§ Source text:
How the NCAA's analytic formulas allow college basketball teams to game the system, start postgame drama
For many years, the NCAA Tournament field has been picked by a Selection Committee, tasked with seeding teams based on a combination of factors to create the best March Madness possible. To help this process and remove controversy, many analytic models have been introduced to the closed meetings.
The results have been largely positive, but create a unique dichotomy between traditional sportsmanship and maximized outcomes. From a change in schedule philosophy down to the controversial decision to dunk in a 20-point blowout just before time expires, coaches have altered their strategy to appease the computers.
Most recently, in a rare February non-conference matchup between Memphis and Utah State, Penny Hardaway took exception with MJ Collins’ decision to score two more points late, forcing Jerrod Calhoun to explain why.
Incapable of emotions, the computer numbers simply do not care about the feelings efficiency invoke. They also lack the ability to differentiate crunch-time performance from blowout fun without human help to isolate the data. But at the core of the controversy, many still wonder, does it matter?

§ Task 1:
For the article on NCAA analytic formulas, decide whether each statement agrees with it: (a) The Selection Committee makes its picks in open meetings. (b) Memphis and Utah State played a non-conference game in February. (c) The computer numbers can separate crunch-time performance from blowout fun without help.
§ Task 2:
Continue the article on how the NCAA's analytic formulas shape college basketball, picking up after its final sentence.

§ Records supplied:
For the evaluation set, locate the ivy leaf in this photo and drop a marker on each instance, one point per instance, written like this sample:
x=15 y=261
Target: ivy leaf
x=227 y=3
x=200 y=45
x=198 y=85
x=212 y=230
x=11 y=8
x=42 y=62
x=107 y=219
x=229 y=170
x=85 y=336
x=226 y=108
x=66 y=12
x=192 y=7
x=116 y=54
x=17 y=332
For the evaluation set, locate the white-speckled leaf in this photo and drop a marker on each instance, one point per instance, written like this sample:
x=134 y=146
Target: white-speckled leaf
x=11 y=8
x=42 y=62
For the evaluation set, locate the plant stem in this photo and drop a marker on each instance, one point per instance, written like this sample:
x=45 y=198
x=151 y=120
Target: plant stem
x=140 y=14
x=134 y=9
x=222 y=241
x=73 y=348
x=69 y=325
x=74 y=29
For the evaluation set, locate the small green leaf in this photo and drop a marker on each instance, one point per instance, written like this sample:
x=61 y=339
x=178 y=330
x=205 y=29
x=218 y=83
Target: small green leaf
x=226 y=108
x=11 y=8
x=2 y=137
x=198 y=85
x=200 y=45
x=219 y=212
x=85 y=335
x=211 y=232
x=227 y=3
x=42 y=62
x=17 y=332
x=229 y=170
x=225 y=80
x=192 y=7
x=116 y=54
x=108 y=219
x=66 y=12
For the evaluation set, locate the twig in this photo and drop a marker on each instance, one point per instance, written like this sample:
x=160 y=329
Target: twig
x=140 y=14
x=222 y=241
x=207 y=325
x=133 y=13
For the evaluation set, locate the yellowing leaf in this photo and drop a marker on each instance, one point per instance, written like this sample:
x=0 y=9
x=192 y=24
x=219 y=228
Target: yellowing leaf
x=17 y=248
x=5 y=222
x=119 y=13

§ Task answer 1:
(a) No: "many analytic models have been introduced to the closed meetings."
(b) Yes: "in a rare February non-conference matchup between Memphis and Utah State"
(c) No: "They also lack the ability to differentiate crunch-time performance from blowout fun without human help to isolate the data."

§ Task answer 2:
Analytics in college basketball
College basketball features many analytics which aim to predict outcomes and rank the best teams in the sport. With more than 360 teams competing for spots inside the NCAA Tournament field, finding ways outside the eye-test and traditional records is critical.
From KenPom to Torvik, and now the NCAA’s official NET Rankings — plus more specialized numbers like BPI, KPI and WAB, there is no shortage of ways to sort through the performance of each team. At the core of these models is a simple goal, to use data to predict which team is the best in college basketball. To achieve that goal, they must condense each win and loss into numbers which can be compared.
This leads to a separation between offensive efficiency and defensive efficiency, along with strength of schedule and the quadrant system. The first two help determine how successful a team performs on both ends of the floor, while the second two weigh how impressive that dominance should be in context.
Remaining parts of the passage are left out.